* Document text:

Surrounded by the golden autumnal fields of a pretty, historic and rustic campus on the edge of the small town of Hildesheim, near Hanover, I felt like I had arrived in some strange parallel universe where I did not speak the language but could discern that everyone greeted each other with the word “Hei..degger” ever five minutes.
Was I a Neo-Kantian or a Heideggerian? I dunno, truth to tell I don’t really understand the question. Many years ago, I dimly recall listening to a Japanese audio book called “Dare de mo wakaru Haidegaa” (“The Heidegger Anyone Can Understand”) but contrary to the title, I didn’t understand it or simply forgot what it had to say.
My knowledge of Western philosophy is patchy. I’m all over Plato, Nietzsche, Schopenhauer, Hegel, Marx, Sartre, Bentham, and good old J. S. Mill. But I’m pretty clueless about Spinoza, Kierkegaard, Wittgenstein, Bergson and many others.
Further, this conference (run by ENOJP, the European Network of Japanese Philosophy, a friendly group of international scholars), was going to be all about the connections between Japanese philosophy and European philosophy. And about Japanese philosophy I am almost completely ignorant. If Heidegger was terribly important to all the aspiring philosophers from around the world gathered in Hildesheim, then I soon discovered that his super-revered Japanese philosopher counterpart was Kitaro Nishida (1870-1945, pictured top), founder of the Kyoto School (referred to in a 2007 book by James Heisig as the “Philosophers of Nothingness”).
Slightly below Nishida in the Japanese philosophy pantheon, are his follower Keiji Nishitani (1900-1990) and other philosophers such as Hajime Tanabe (1885-1962), Teturo Watsuji (1889-1960) and Kiyoshi Miki (1897-1945). I found I was initially at sea with Nothingness and could not easily get a grip on the paddles.
As someone noted to me though, conferences like this - many of which are open to people with only a tangential interest in the subject - are a great way to travel and make interesting new friends. Previous ENOJP conferences have taken place in Barcelona, Brussels and Paris, with Nagoya planned for next year, and talk of Brazil after that. Not only was it taking me to areas of the brain I had never visited before, it was also taking me to strangely beguiling places: Hildesheim is an alluring picturesque town I would have never come to on my own. Staying at the well-appointed Bergholzchen Hotel on a hill overlooking the town, I breathed in the fine vistas of wooded parks and splendidly historic church spires and asked myself again: what exactly was I doing here?

* Material supplied:
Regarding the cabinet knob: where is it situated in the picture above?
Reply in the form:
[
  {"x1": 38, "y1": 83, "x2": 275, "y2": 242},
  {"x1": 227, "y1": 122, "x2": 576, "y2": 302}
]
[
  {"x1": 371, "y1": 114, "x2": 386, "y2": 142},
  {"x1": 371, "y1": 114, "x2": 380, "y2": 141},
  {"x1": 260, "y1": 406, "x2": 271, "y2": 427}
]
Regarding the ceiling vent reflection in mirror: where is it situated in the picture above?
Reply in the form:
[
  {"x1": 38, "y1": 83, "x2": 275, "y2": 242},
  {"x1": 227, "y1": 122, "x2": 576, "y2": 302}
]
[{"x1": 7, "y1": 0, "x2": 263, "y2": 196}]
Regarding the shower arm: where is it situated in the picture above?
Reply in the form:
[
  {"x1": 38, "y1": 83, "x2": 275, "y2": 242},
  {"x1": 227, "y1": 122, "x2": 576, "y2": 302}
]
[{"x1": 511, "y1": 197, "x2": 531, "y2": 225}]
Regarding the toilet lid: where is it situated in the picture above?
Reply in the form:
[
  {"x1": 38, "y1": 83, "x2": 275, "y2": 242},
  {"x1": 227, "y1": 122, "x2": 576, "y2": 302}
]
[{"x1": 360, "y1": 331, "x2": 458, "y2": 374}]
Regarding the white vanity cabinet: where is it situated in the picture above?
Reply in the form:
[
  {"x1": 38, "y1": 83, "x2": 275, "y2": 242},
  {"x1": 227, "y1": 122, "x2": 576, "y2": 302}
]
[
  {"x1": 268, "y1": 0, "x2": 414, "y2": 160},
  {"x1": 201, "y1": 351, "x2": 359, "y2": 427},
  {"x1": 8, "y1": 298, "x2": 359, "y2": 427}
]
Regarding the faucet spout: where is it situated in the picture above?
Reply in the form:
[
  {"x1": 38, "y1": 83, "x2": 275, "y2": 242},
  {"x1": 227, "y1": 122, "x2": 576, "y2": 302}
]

* Written tasks:
1. Output everything in the Hildesheim conference account from "My knowledge of" down to "and many others.".
2. Which cities does the Hildesheim conference account name as sites of earlier ENOJP conferences?

* Results of the tasks:
1.
My knowledge of Western philosophy is patchy. I’m all over Plato, Nietzsche, Schopenhauer, Hegel, Marx, Sartre, Bentham, and good old J. S. Mill. But I’m pretty clueless about Spinoza, Kierkegaard, Wittgenstein, Bergson and many others.

2. Barcelona, Brussels and Paris.